### Items
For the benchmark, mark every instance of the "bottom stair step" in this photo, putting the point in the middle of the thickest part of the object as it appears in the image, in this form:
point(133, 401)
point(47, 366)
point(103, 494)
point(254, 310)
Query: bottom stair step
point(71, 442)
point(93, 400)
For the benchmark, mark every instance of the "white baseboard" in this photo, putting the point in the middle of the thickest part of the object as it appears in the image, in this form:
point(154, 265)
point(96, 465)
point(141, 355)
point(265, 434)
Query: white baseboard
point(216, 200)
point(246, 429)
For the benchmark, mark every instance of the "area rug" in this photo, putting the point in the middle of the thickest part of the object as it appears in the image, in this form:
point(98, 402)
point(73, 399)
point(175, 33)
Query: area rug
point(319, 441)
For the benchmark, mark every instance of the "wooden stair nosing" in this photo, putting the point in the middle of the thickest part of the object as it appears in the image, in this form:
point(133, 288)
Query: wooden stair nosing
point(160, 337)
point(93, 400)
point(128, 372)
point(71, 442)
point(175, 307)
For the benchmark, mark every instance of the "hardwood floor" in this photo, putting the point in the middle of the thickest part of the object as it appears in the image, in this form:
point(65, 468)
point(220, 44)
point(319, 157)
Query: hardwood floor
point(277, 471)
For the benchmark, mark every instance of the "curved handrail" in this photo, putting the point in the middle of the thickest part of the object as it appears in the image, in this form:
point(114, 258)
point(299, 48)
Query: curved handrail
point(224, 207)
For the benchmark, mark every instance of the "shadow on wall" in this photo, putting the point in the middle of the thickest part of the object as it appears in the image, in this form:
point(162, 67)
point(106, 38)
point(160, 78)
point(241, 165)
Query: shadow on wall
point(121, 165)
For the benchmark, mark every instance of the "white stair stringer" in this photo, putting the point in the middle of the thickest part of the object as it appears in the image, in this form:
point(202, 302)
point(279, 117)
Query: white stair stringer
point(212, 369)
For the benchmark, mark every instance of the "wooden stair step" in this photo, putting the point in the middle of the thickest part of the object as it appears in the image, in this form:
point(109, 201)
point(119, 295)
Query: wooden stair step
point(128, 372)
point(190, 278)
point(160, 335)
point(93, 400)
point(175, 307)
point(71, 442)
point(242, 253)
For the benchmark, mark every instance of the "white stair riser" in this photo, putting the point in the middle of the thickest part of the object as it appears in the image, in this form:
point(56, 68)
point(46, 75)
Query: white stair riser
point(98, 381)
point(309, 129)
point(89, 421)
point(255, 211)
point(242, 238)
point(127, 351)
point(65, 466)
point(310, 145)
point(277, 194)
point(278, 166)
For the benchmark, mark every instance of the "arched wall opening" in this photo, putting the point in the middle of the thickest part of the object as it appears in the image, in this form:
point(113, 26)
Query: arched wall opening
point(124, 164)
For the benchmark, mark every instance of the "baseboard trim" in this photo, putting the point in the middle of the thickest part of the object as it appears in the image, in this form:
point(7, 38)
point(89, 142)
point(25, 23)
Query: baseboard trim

### Prompt
Collect every line of the entries above that contains the string "trim", and copy each of those lines in full.

### Correct response
For the benchmark, mark every instance of the "baseboard trim" in this photo, putting the point in the middle of the thickest part of the object as it appears in the image, in this form:
Query: baseboard trim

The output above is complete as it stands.